# Dataset records on the locations of objects:
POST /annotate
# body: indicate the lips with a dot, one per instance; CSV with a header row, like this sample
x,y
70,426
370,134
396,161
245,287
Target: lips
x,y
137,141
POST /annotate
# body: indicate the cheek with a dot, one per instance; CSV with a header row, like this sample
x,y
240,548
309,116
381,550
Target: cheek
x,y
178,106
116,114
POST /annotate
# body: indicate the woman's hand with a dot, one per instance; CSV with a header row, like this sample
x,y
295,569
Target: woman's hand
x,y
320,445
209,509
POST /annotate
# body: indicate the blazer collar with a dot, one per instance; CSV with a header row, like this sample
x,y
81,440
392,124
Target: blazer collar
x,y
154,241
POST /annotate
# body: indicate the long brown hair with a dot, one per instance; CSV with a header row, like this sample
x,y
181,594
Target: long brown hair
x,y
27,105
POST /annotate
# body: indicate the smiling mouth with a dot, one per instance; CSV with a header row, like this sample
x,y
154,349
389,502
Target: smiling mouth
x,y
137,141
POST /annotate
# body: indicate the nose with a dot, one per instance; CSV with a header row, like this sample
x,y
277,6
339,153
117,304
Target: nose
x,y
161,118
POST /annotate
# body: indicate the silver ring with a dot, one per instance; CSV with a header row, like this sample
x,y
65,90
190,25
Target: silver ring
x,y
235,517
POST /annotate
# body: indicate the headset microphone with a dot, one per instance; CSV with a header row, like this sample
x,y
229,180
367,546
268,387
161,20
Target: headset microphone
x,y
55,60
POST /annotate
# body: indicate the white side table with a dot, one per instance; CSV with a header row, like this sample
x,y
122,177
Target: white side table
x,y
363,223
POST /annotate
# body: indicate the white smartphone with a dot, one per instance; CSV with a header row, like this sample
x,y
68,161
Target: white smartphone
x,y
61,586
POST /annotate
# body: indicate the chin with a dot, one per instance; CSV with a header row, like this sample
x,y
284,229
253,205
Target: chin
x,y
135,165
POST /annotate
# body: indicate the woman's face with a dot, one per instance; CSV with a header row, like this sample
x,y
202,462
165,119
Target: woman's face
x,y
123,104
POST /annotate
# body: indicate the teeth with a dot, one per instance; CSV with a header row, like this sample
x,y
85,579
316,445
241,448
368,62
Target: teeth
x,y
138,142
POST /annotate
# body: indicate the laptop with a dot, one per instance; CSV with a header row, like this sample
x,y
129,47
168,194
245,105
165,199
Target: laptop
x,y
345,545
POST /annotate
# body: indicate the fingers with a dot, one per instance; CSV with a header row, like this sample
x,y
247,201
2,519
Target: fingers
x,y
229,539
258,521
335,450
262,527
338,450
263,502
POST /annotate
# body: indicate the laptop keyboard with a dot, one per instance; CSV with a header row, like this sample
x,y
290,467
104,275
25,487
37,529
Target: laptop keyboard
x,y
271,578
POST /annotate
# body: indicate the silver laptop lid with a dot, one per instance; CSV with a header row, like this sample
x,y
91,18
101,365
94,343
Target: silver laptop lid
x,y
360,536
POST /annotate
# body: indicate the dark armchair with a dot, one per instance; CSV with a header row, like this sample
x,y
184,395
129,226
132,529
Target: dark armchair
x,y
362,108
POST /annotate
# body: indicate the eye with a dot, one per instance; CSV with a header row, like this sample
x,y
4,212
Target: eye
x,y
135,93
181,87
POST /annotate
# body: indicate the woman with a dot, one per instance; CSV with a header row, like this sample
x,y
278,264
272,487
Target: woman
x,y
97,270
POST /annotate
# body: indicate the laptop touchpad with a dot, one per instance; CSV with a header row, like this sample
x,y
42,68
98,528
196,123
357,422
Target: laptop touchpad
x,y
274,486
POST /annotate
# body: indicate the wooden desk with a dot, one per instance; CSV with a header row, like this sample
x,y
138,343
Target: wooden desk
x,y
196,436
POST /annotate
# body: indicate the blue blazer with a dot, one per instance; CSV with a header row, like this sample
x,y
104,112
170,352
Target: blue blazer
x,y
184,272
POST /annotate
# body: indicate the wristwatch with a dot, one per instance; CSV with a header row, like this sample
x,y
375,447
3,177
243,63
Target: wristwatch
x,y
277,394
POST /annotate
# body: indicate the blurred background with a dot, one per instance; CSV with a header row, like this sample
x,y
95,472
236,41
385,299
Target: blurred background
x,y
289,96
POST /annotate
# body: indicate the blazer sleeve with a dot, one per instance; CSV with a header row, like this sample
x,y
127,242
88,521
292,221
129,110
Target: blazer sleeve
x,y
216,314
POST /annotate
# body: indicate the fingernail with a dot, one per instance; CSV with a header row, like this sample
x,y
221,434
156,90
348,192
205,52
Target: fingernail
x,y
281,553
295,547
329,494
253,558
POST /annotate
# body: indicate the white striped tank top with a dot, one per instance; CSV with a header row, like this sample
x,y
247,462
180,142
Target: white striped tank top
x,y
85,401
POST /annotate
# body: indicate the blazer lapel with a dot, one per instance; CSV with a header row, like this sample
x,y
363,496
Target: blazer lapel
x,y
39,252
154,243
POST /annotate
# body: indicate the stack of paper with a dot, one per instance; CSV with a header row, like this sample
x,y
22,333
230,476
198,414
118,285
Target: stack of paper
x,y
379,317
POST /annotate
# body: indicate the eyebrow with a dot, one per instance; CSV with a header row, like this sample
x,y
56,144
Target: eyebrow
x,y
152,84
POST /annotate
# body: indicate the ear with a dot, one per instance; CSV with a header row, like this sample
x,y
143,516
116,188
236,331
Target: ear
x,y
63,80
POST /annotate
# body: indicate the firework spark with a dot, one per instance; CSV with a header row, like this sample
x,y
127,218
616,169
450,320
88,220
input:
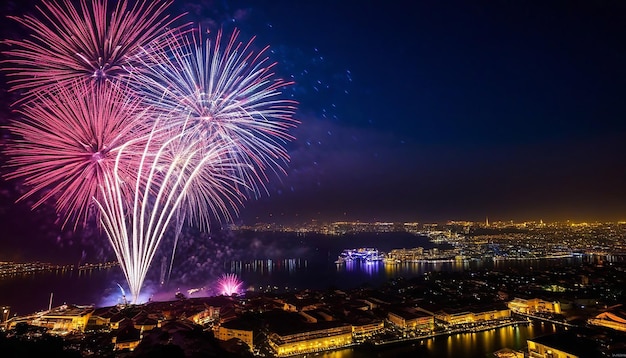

# WORK REQUIRED:
Give the count of lines in the items above that contain the word "blue", and reply with only that number.

# EXERCISE ANSWER:
2